* **STUDY TEXT**:
·····

Reacting to the murders in Jerusalem last week

Reacting to the murders in Jerusalem last week

Tuesday, November 18, 2014

8:38 AM

I rarely write about events occurring in the Middle East. This morning is different. This isn’t political.

When I was little, my mother bought me a two-book series by Lillian S. Freehof (who, incidentally, was the wife of the eminent Reform scholar, Dr. Rabbi Solomon B. Freehof of Pittsburgh). In that series, Freehof took biblical passages, talmudic tales, and rabbinic exegetical texts, and wove them together to create fascinating children’s books telling the stories of Kings David and Solomon.

According to a talmudic legend that she described in her book, King David knew in advance that he was to die when he was 70 years old, and that his life would end on Shabbat. Rabbinic thought teaches that the Angel of Death has no power over someone who is studying Torah, and so, after he turned 70, David would spend the entirety of the Sabbath learning Torah, starting well before Shabbat began and finishing after its conclusion.

(Of course, he could not stall death forever, and the Angel of Death had to get rather crafty to distract him. How that happened is for another space.)

This morning, four people were murdered during morning services at a synagogue in Jerusalem. Many others were injured. Two men came into the synagogue, and armed with a pistol, knives, and an ax, desecrated the universe.

·····

* **PROVIDED RECORDS**:
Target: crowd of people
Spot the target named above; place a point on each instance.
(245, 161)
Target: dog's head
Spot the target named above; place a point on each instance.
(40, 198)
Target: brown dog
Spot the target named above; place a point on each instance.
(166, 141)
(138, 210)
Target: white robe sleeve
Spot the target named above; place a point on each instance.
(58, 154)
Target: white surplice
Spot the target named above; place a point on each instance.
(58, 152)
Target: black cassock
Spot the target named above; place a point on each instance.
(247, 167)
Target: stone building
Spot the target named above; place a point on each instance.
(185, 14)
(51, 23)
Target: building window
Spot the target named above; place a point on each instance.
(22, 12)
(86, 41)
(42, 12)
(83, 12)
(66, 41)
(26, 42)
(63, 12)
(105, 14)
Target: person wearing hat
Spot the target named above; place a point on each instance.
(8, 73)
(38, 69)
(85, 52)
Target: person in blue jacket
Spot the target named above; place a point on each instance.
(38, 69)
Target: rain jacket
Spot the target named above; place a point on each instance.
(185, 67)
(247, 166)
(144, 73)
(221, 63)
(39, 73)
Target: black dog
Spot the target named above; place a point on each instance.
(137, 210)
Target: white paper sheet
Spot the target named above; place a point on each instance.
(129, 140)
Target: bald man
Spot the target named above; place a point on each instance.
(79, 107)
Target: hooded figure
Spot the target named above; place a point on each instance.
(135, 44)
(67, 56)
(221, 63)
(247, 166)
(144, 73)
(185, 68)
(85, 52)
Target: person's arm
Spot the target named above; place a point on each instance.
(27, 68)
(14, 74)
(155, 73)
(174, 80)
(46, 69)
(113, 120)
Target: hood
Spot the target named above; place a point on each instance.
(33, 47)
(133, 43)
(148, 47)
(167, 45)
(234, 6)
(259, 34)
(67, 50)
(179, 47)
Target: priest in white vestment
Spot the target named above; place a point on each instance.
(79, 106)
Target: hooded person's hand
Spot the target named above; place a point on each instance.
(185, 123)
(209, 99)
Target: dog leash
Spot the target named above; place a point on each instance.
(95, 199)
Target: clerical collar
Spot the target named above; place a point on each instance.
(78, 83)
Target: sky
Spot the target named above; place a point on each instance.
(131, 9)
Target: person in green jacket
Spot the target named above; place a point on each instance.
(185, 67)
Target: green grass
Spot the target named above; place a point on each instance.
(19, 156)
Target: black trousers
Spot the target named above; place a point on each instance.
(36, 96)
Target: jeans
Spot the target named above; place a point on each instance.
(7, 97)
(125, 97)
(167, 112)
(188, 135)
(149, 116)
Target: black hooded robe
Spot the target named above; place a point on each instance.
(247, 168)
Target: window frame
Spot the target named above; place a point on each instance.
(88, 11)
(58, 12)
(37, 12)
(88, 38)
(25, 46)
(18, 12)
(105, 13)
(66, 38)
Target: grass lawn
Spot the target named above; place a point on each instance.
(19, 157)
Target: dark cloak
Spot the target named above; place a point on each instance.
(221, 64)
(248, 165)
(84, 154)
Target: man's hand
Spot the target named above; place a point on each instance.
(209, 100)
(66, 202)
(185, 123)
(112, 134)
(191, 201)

·····

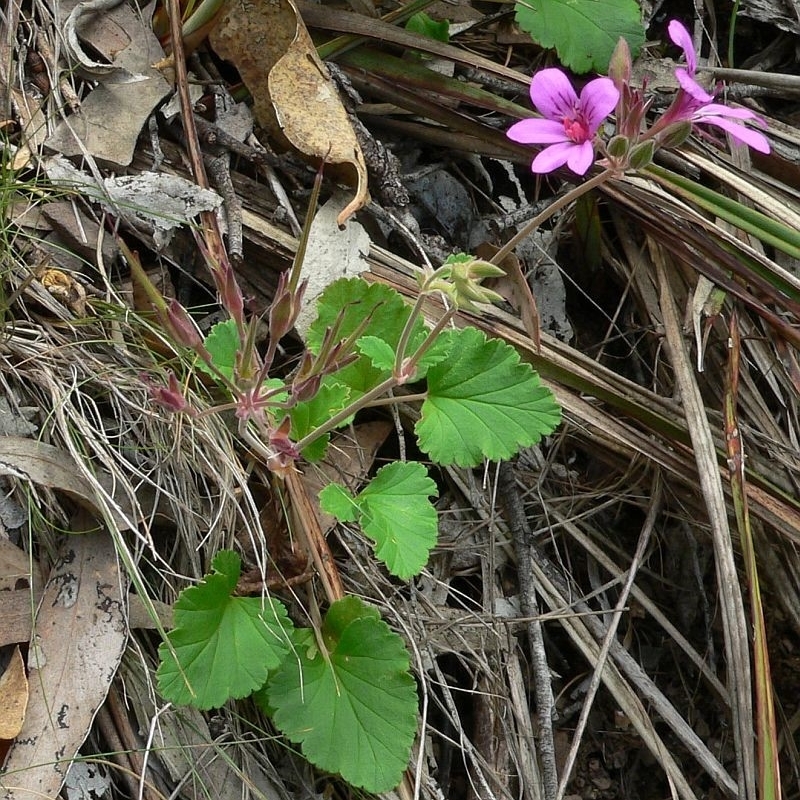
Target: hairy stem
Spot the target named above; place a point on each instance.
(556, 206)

·····

* **TASKS**:
- 1) In the blog post on the Jerusalem synagogue murders, what weapons did the two attackers carry?
- 2) Carry on the blog post about the Jerusalem synagogue murders from its last sentence.
The records can be set aside here.

* **EXPECTED OUTPUTS**:
- 1) A pistol, knives, and an ax.

- 2)
I’ve seen the pictures. I’ve looked at the blood splattered on the synagogue walls and splashed on prayer books. I’ve read quotes from medics detailing how these worshippers were murdered, wearing phylacteries and prayer shawls.

I wear phylacteries and a prayer shawl.

I go to synagogue.

And as I think of this tragedy, as I mourn for the dead, as I lament the state of the world, as I become frustrated by some of the initial reactions – and make no mistake here, whatever your politics, murdering civilians during prayer services simply cannot be justified, only unequivocally condemned – as I pray that such acts never happen again yet fear that they will, I suddenly realize that I have the privilege to pray today. These people didn’t. Now people will be scared to pray. Today people are scared to go to synagogue. They’re terrified. It’s called “terror” for a reason.

And I keep coming back to that childhood story that I read, teaching me that man cannot die when he is studying or reciting verses of Torah. And there is a link, an important link between learning Torah and prayer. In prayer, we speak to God. In learning, God speaks to us. In conversation with God, we are safe. We trust Him, speak to Him, argue with Him, confide in Him, fear Him, love Him.

Perhaps the message of the story is not that man physically can’t die when learning or praying. It is a message that we would hope goes without saying:

Man shouldn’t die during learning, during prayer.

What I believe the Talmud is telling us is that even the Angel of Death has respect for the opportunity that man has to converse with God. It is an opportunity in which, maybe, just maybe, man can find some peace with God.

This, then, is a key aspect of the tragedy. Today, people died in conversation with God.

Since this piece was written, a fifth person, Druze Israeli police officer Sergeant-Major Zidan Saif, died of injuries sustained in his heroic efforts to stop the attackers.